--- Start EXERCISE MATERIAL ---
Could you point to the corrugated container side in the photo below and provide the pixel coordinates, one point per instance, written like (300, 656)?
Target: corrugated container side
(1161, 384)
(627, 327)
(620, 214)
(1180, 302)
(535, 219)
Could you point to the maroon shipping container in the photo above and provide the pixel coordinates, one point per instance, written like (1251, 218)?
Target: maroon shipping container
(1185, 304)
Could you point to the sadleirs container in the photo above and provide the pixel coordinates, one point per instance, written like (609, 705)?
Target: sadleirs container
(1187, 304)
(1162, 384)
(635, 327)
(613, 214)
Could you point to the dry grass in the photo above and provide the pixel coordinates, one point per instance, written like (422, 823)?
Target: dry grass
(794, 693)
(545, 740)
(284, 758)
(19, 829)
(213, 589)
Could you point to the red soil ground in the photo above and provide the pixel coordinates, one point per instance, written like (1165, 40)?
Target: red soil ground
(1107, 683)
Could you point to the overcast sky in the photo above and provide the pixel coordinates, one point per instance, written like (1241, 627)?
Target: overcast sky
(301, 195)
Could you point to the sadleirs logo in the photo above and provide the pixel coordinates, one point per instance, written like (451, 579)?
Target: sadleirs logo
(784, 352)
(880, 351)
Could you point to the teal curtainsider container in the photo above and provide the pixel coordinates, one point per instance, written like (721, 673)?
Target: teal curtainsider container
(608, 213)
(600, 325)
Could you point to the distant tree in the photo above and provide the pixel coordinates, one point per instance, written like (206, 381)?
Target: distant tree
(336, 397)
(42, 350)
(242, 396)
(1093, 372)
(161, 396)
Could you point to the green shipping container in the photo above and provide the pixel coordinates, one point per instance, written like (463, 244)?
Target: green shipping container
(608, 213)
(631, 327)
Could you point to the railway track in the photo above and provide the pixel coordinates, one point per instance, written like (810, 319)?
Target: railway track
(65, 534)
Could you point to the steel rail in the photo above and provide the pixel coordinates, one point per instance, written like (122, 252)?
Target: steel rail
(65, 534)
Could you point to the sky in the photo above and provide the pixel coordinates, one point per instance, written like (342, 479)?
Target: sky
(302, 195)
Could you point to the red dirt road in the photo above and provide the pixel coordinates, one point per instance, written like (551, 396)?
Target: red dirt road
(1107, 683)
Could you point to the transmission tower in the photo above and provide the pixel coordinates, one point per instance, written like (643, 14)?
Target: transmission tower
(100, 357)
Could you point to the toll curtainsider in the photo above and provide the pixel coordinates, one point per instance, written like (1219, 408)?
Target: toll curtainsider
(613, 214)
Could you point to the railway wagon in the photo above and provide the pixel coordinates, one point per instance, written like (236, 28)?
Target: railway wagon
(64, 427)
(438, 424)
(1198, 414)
--- End EXERCISE MATERIAL ---
▸ **TASK DESCRIPTION**: Could you copy out every line of the records above verbatim, in their original order?

▸ **THE SOLUTION**:
Could you point to the corrugated container side in the photo below and provide the pixel coordinates, one point per instance, written like (300, 656)?
Target: corrugated container side
(1161, 384)
(627, 327)
(620, 214)
(1180, 302)
(535, 219)
Could you point to the maroon shipping container in the photo above and provide the pixel coordinates, one point per instance, written like (1251, 218)?
Target: maroon shipping container
(1185, 304)
Could you point to the sadleirs container in the photo above and provide the pixel coordinates, one point per instance, written like (609, 705)?
Target: sadleirs container
(1187, 304)
(1162, 384)
(635, 327)
(613, 214)
Could you point to the dry grass in the photo above and provide the pixel coordinates, one point per instance, written like (422, 823)?
Target: dry grass
(794, 693)
(545, 740)
(284, 758)
(19, 829)
(213, 589)
Could you point to the red soil ground in the photo above and provide the pixel coordinates, one point per instance, written like (1165, 40)?
Target: red soil ground
(1107, 683)
Could you point to the overcast sky in the photo above and provide the pixel coordinates, one point per instance, written like (1241, 627)?
Target: overcast sky
(301, 195)
Could you point to the sadleirs logo in the photo above and provide the pixel coordinates, one point per instance, written like (451, 579)?
Target: sadleirs logo
(784, 352)
(880, 351)
Could you point to the teal curtainsider container in the photo above and provide the pixel coordinates, one point per instance, written like (721, 673)?
Target: teal curtainsider container
(608, 213)
(600, 325)
Could you point to the distant tree in the photo above and provide the pixel coordinates, one point per instance, written like (206, 381)?
Target: distant tree
(336, 397)
(42, 350)
(242, 396)
(1093, 372)
(161, 396)
Could you point to the green shipping container in the photo above and provide the pixel coordinates, one point per instance, written like (463, 244)?
Target: green shipping container
(608, 213)
(631, 327)
Could you point to the railway track in the photo above and provide the pixel coordinates, one point per instance, written like (810, 319)?
Target: railway track
(65, 534)
Could you point to the steel rail in the photo above and provide the pixel coordinates, one point per instance, written like (122, 252)?
Target: steel rail
(65, 534)
Could you point to the sky in the photo above and provide the pixel coordinates, one point per instance, written like (342, 479)?
Target: sky
(302, 195)
Could you point to the red dirt road in the photo above and provide the pixel coordinates, one point per instance, written like (551, 396)?
Target: red dirt road
(1107, 683)
Could you point to the transmission tower in the photo above and provide the pixel coordinates, one point per instance, written like (643, 14)?
Target: transmission tower
(100, 357)
Could you point to the toll curtainsider in the photo above and provide the pixel coordinates, one point per instance, written like (1219, 408)?
Target: toll curtainsider
(613, 214)
Could you point to the railway wagon in the photo above and provide the pixel coordinates, one point per instance, written like (236, 28)?
Target: railway wagon
(64, 427)
(438, 424)
(1198, 414)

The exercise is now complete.